• **Requirement**: Rewrite every line of the records below as a numbered list, skipping the blank lines. Leave out the pictures.

• **Input material**:
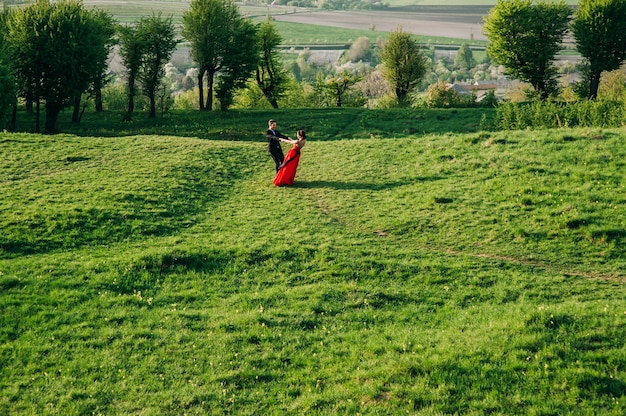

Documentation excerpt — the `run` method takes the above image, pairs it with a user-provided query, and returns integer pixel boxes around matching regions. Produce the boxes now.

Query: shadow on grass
[291,176,443,191]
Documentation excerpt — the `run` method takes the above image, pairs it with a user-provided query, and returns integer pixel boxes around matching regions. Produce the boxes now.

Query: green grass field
[0,109,626,415]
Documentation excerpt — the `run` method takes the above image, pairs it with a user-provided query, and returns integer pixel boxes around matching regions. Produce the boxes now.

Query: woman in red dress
[274,130,306,186]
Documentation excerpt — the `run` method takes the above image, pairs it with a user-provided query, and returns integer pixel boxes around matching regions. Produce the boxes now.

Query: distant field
[84,0,489,44]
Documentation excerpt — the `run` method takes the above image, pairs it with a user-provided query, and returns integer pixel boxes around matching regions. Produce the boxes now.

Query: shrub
[495,99,626,130]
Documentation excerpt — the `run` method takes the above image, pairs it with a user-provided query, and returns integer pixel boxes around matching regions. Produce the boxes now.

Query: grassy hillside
[0,110,626,415]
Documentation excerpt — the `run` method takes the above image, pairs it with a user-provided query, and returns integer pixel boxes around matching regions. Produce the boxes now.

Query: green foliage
[380,28,427,105]
[256,17,288,108]
[137,13,178,117]
[0,60,17,131]
[0,116,626,415]
[483,0,571,99]
[572,0,626,99]
[182,0,259,111]
[496,99,626,130]
[7,0,112,133]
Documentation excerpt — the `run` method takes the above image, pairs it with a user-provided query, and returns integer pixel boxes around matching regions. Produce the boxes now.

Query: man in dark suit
[265,120,297,172]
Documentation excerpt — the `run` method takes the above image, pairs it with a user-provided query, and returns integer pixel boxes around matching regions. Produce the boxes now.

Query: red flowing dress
[274,144,300,186]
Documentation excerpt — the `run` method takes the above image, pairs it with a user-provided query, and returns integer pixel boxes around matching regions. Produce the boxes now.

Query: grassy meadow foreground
[0,110,626,415]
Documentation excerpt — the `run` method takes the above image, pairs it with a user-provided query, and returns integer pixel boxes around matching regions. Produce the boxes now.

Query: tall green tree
[7,0,116,133]
[72,10,115,123]
[182,0,257,111]
[0,8,17,130]
[215,19,260,111]
[117,25,147,120]
[380,28,428,105]
[138,13,178,118]
[483,0,571,99]
[572,0,626,99]
[256,17,289,108]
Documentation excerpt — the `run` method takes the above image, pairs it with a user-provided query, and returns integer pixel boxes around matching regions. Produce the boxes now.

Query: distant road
[272,6,490,41]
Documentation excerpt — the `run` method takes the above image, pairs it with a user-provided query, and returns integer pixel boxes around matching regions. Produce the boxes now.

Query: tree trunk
[35,98,41,133]
[589,72,601,100]
[44,103,61,134]
[95,85,104,113]
[148,92,156,118]
[127,76,135,114]
[9,104,17,131]
[72,94,81,123]
[205,71,213,111]
[198,70,204,111]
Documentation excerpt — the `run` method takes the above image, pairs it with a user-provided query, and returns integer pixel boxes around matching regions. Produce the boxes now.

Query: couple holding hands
[265,120,306,186]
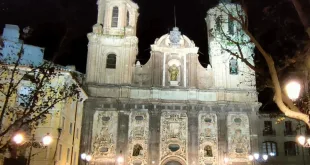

• **Complete output**:
1. Documentation excerpt — the `run` method takes the above image, pairs it with a user-provided query, and returns integer pixel boxes around matching regions. Produce the boxes now.
2. Query: shadow on grass
3. [291,176,443,191]
4. Documentation excerpt — the `run` method takes the above image, pairs it with a user-provided query, and returns integer pixel boxes around matching regions. Produce the boxes now.
5. Query: green grass field
6. [0,109,626,415]
7. Documentation excerpt — the `run` method takes the above image, pairs it with a user-provided query, and returns integer pixel boxes around matching regions. Produce the boxes now.
8. Query: woman in red dress
9. [274,130,306,186]
10. Documentation excerpt — the `run` method takes the above image, pairs it with a user-provided query, and returns integer pixel boxes around matching regions. Produce the boxes now.
11. Query: distant field
12. [84,0,489,44]
13. Documentation excerpt — the `run` method takes the above image, pairs it with a user-provided query, and returns integer pixel boxes around matching regions. Produce the boxes now.
14. Query: shrub
15. [495,99,626,130]
16. Documentation excerpt — the `run` method takes the above image, pairs it with a user-provided query, and returns integer pixel boxes around matching regions. Produce the boxes now.
17. Query: grassy hillside
18. [0,110,626,415]
19. Documentation excerpt — the `run` method takes the above image, pairs it with a user-provided query, and returns integer pixel boxes around matching regions. Produce the boxes now.
20. Query: green foliage
21. [380,28,427,105]
22. [256,17,288,108]
23. [137,13,178,117]
24. [0,60,17,131]
25. [0,116,626,415]
26. [483,0,571,99]
27. [572,0,626,99]
28. [182,0,259,111]
29. [496,99,626,130]
30. [7,0,112,133]
31. Documentation excerpt — the `run` method takes the above image, pairs it with a user-provided query, and returns integer pixel boxes around matching regions. Produce the boxes now.
32. Query: man in dark suit
33. [265,120,297,172]
34. Documentation excerpt — the `run` method takes the above image, pairs it with a user-provided query, and returns integer pixel boxes around matching regions. Produce the boxes now.
35. Query: red flowing dress
36. [274,144,300,186]
37. Documentation excerpt — the `run` method takes the above image, pairs it with a user-provided query, and returns integer pixel boxes around matching regions. Produce the boxes now.
38. Query: grassy meadow foreground
39. [0,110,626,415]
40. Documentation excerpt — the `run` method takes the above image, pairs it with a user-provided query, and returns integer pixel boxes around matching regions. Produce the boxes now.
41. Query: tall green tree
42. [7,0,116,133]
43. [72,10,115,123]
44. [182,0,257,111]
45. [0,8,17,130]
46. [215,19,260,111]
47. [117,25,147,120]
48. [380,28,428,105]
49. [138,13,178,118]
50. [483,0,571,99]
51. [572,0,626,99]
52. [256,17,289,108]
53. Documentation excerpt — the `run` method takes the above image, pairs it with a user-provided query, and returns integer pixel boxes around matching regions. Produce the boxes now.
54. Query: distant road
55. [272,6,490,41]
56. Documentation excerpt — the `run` method takes the above image, pairs it with a user-provided query, and returns integer pixel boxes around matching regions. Produce the boxes now.
57. Query: tree trunk
58. [35,98,41,133]
59. [589,72,601,100]
60. [44,103,61,134]
61. [95,85,104,113]
62. [148,92,156,118]
63. [127,76,135,114]
64. [9,104,17,131]
65. [72,94,81,123]
66. [205,71,213,111]
67. [198,70,204,111]
68. Documentation excerpt — the `run` method takes the above image, pairs it with a user-provided query, and returns integer pixel boxes around matching regions. Produce the boxes now.
69. Query: couple holding hands
70. [265,120,306,186]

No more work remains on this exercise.